» Work required: Copy, exactly and without additions, every line in the records below from the one holding "[point] woman in brown" through the one holding "[point] wooden post", both ends included.

**** Records to use

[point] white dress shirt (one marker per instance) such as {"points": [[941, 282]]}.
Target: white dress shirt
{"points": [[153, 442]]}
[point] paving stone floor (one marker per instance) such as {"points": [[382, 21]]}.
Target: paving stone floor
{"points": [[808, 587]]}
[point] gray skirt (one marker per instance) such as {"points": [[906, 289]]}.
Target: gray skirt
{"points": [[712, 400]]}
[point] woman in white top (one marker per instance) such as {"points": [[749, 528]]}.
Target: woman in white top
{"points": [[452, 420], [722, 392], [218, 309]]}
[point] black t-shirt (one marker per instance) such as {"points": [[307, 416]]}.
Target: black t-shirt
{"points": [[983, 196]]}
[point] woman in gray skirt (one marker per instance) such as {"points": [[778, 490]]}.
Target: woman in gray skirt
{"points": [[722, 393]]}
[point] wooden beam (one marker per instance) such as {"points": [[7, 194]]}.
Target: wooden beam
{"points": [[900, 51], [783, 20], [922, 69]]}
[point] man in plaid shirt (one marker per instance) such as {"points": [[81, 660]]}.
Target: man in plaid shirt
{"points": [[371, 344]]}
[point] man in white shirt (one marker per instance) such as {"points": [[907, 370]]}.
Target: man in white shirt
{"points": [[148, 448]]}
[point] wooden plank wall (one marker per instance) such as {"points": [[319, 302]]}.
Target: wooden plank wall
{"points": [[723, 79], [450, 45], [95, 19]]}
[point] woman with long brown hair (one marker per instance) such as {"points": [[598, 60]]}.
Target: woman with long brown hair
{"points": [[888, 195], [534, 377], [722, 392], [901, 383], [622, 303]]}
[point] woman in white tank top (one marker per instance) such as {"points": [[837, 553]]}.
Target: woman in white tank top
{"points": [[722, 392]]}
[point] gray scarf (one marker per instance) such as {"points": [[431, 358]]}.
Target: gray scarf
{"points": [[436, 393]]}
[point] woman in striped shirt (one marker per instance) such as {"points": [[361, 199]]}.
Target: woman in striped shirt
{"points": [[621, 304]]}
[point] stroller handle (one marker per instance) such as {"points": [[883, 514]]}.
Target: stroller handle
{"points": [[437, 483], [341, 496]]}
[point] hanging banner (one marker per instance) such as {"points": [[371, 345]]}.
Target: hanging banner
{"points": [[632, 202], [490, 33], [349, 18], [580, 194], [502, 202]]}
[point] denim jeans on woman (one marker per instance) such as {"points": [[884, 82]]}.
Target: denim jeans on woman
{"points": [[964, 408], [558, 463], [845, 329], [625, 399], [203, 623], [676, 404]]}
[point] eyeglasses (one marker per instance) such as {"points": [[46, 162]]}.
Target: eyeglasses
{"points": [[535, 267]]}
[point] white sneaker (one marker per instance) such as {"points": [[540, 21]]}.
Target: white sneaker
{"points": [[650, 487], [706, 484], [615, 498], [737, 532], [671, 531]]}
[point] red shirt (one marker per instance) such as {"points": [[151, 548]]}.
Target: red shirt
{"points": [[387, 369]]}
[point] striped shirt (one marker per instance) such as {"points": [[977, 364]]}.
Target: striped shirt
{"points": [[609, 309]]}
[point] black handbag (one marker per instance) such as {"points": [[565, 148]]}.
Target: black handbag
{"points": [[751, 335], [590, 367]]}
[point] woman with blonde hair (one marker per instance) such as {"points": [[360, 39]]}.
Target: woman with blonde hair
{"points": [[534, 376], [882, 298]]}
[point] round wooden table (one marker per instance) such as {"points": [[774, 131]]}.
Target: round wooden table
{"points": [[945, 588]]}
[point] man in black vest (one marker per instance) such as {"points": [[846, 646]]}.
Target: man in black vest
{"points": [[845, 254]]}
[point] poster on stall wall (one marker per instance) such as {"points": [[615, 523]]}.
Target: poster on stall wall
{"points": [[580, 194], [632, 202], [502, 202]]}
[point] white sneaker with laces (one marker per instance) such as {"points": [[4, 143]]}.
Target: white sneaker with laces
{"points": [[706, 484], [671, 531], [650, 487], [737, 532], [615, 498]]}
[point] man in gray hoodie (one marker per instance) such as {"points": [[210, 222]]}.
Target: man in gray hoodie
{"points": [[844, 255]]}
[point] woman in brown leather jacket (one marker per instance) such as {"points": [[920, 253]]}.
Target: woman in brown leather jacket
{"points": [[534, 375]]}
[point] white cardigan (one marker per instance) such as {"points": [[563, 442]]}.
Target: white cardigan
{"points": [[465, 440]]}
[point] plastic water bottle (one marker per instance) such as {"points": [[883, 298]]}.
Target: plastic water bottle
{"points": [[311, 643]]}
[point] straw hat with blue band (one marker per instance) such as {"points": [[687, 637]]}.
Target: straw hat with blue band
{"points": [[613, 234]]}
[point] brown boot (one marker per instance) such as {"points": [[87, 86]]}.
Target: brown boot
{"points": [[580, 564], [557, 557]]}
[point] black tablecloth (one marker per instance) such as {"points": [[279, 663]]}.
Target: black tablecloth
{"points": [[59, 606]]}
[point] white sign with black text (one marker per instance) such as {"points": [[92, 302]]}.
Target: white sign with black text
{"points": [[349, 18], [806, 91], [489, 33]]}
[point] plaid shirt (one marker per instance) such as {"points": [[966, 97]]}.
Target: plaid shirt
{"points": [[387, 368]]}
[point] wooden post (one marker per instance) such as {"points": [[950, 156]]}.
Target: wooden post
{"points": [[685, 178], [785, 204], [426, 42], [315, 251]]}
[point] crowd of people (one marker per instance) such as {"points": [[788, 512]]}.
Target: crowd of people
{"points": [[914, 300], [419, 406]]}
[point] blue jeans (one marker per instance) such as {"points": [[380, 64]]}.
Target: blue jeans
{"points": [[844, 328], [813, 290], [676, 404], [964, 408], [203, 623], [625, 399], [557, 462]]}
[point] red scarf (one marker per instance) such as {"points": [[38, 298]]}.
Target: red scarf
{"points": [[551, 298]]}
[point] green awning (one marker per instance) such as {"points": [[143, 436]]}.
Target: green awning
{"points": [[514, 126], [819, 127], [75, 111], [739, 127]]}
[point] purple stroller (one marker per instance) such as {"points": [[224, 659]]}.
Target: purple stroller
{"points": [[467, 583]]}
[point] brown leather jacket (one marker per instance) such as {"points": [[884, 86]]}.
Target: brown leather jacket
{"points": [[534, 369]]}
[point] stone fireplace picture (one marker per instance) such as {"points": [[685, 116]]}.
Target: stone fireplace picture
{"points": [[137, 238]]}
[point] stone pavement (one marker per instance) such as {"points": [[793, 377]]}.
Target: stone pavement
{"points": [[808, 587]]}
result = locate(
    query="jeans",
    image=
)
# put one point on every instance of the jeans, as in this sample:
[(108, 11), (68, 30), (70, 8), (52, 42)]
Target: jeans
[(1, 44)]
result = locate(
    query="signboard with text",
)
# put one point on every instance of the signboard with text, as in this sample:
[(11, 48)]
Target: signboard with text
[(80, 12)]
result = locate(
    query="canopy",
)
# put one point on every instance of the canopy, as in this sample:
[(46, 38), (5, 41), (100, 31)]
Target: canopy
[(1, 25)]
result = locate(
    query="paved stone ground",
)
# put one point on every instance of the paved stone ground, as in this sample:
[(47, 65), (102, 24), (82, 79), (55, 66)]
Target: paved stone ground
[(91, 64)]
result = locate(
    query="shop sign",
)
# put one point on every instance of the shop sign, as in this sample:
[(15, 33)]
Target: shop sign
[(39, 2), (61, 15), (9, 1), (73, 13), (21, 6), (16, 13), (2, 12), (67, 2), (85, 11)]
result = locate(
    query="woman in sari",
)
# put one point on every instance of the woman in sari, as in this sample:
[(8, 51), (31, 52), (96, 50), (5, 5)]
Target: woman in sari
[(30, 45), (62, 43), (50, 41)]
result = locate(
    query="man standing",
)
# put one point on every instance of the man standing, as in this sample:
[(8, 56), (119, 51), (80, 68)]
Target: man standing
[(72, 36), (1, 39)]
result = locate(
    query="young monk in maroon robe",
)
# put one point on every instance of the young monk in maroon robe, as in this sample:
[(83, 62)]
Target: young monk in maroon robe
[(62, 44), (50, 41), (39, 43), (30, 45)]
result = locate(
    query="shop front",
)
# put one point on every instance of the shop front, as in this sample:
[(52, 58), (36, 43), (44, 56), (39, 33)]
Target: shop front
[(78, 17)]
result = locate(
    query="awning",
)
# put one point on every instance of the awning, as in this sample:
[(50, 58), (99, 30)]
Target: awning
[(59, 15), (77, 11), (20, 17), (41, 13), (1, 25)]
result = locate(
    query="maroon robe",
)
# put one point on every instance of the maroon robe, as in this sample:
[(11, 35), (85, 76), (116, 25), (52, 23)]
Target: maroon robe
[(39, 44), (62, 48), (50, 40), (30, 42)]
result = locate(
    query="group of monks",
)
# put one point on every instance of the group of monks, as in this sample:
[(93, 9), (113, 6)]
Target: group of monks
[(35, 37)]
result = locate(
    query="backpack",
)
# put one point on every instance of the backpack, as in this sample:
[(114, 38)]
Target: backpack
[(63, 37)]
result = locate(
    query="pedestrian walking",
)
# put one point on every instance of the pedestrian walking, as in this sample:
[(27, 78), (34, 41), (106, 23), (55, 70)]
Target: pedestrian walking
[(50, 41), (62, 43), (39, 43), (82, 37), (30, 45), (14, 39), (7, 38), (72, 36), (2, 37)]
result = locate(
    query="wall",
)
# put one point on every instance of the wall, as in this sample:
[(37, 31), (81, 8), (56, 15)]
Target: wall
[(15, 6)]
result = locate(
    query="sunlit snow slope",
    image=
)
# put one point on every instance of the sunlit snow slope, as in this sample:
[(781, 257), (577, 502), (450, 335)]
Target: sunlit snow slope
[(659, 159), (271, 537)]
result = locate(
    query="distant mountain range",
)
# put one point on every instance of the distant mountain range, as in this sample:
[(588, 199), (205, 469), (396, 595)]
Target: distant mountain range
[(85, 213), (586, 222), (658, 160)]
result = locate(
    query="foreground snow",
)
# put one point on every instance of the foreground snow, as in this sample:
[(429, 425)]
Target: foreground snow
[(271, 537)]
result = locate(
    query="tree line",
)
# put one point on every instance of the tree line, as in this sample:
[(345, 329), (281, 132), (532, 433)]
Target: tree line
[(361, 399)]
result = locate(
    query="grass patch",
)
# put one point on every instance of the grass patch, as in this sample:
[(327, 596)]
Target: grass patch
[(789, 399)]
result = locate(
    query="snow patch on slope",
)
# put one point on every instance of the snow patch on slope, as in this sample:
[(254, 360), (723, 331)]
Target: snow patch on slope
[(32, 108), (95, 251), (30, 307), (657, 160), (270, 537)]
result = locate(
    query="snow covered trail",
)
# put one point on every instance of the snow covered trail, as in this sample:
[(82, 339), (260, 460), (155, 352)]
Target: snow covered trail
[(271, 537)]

********

» Result of this task:
[point] woman in brown leather jacket (one marker per instance) such as {"points": [[920, 253]]}.
Target: woman in brown leather jacket
{"points": [[534, 375]]}
[point] white cardigan (one marker per instance) such as {"points": [[563, 442]]}.
Target: white cardigan
{"points": [[465, 440]]}
[point] plastic water bottle (one marker per instance) such as {"points": [[883, 298]]}.
Target: plastic water bottle
{"points": [[311, 643]]}
[point] straw hat with blue band (one marker per instance) such as {"points": [[687, 637]]}.
Target: straw hat with blue band
{"points": [[613, 234]]}
[point] brown boot (one marker per instance) such as {"points": [[87, 86]]}.
Target: brown boot
{"points": [[580, 564], [557, 557]]}
[point] black tablecloth (one marker per instance) such as {"points": [[279, 663]]}.
Target: black tablecloth
{"points": [[59, 606]]}
[point] white sign with black text (one marker per instance) such as {"points": [[92, 302]]}.
Target: white sign with black text
{"points": [[349, 18], [806, 91], [489, 33]]}
[point] plaid shirt (one marker per instance) such as {"points": [[966, 97]]}.
Target: plaid shirt
{"points": [[387, 368]]}
[point] wooden post (one marker per instance) such as {"points": [[950, 156]]}.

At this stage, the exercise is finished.